— Selected extract —
□ □ □ □
OBJECTIVES: To determine if illness representations differ as a function of age and how these representations, in conjunction with age, predict postoperative health behaviors.

DESIGN: Prospective study of patients undergoing coronary artery bypass graft (CABG) surgery.

SETTING: A large metropolitan hospital providing regional cardiac care for patients in a tri-state area, located in Pittsburgh, Pennsylvania.

PARTICIPANTS: All consenting patients (N = 309) from a consecutive series of patients scheduled for CABG surgery between January 1992 and January 1994. To be eligible for participation, patients could not be scheduled for any other coincidental surgery (e.g., valve replacement), and could not be in cardiac intensive care or experiencing angina at the time of the referral. Participants were predominantly male (70%) and married (80%), and averaged 62.8 years of age.

MEASUREMENTS: Postoperative self-reported health behaviors.

RESULTS: Older participants awaiting CABG surgery were significantly more likely to believe old age to be the cause of their coronary heart disease (CHD) and significantly less likely to believe genetics, health-damaging behaviors, health-protective behaviors, and emotions to be the cause of their CHD than were younger participants awaiting surgery. Furthermore, the older participants were significantly more likely to believe they had no control over the disease and that the disease would be gone after surgery, and reported fewer postoperative health behavior changes than did younger participants.

CONCLUSION: These findings demonstrate significant differences in illness representations as a function of age. Furthermore, differences in postoperative health behaviors were consistent with differing illness representations.
□ □ □ □
— Work task —
Reproduce the passage of the CABG study abstract between "PARTICIPANTS: All consenting" and "years of age.", inclusive. The entries that come next have no connection to the CABG study abstract.

Dataset entries:
□ □ □ □
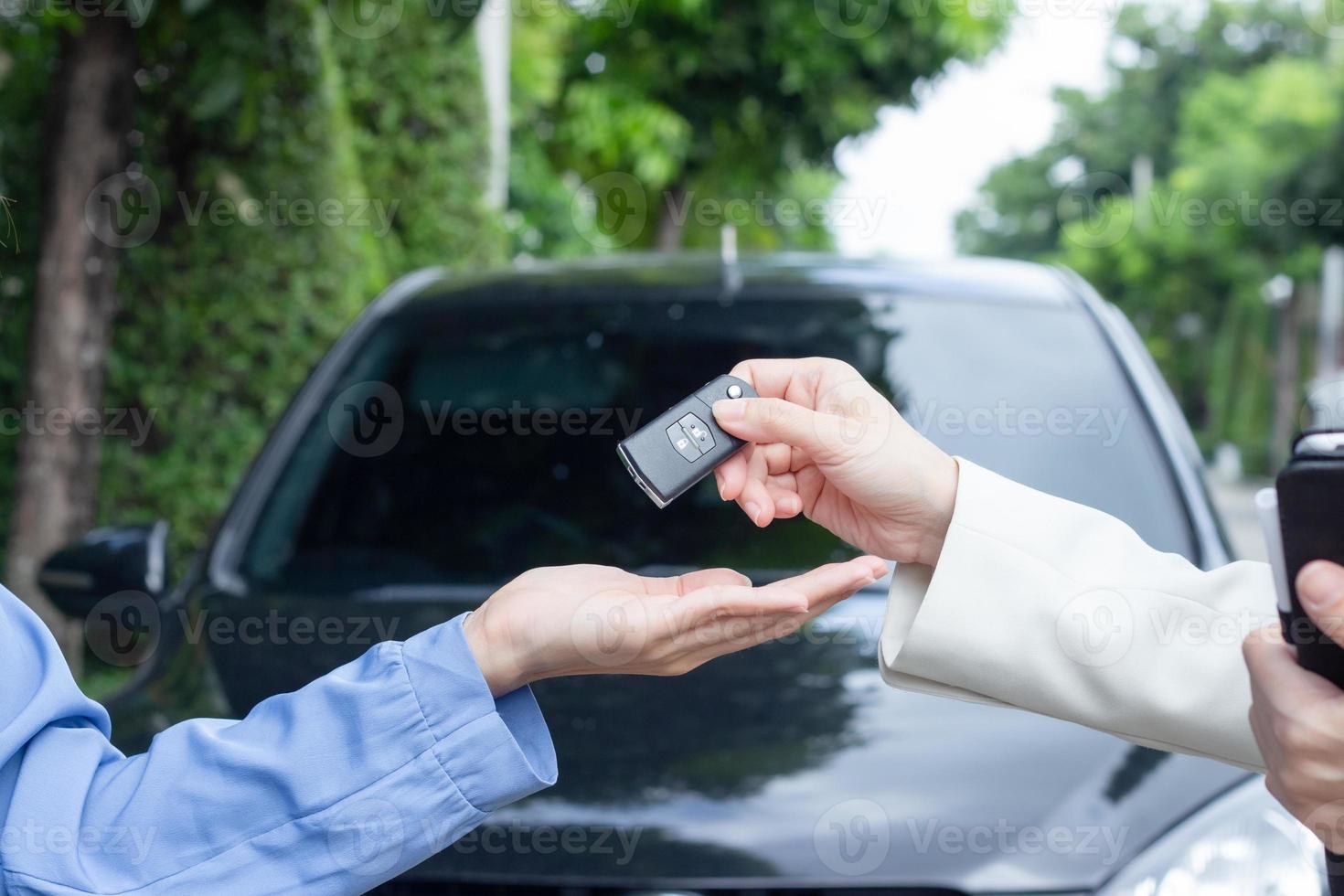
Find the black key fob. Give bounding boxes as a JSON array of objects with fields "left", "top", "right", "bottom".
[
  {"left": 615, "top": 376, "right": 757, "bottom": 507},
  {"left": 1277, "top": 432, "right": 1344, "bottom": 688}
]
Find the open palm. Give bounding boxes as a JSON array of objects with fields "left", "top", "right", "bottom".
□ □ □ □
— Task response —
PARTICIPANTS: All consenting patients (N = 309) from a consecutive series of patients scheduled for CABG surgery between January 1992 and January 1994. To be eligible for participation, patients could not be scheduled for any other coincidental surgery (e.g., valve replacement), and could not be in cardiac intensive care or experiencing angina at the time of the referral. Participants were predominantly male (70%) and married (80%), and averaged 62.8 years of age.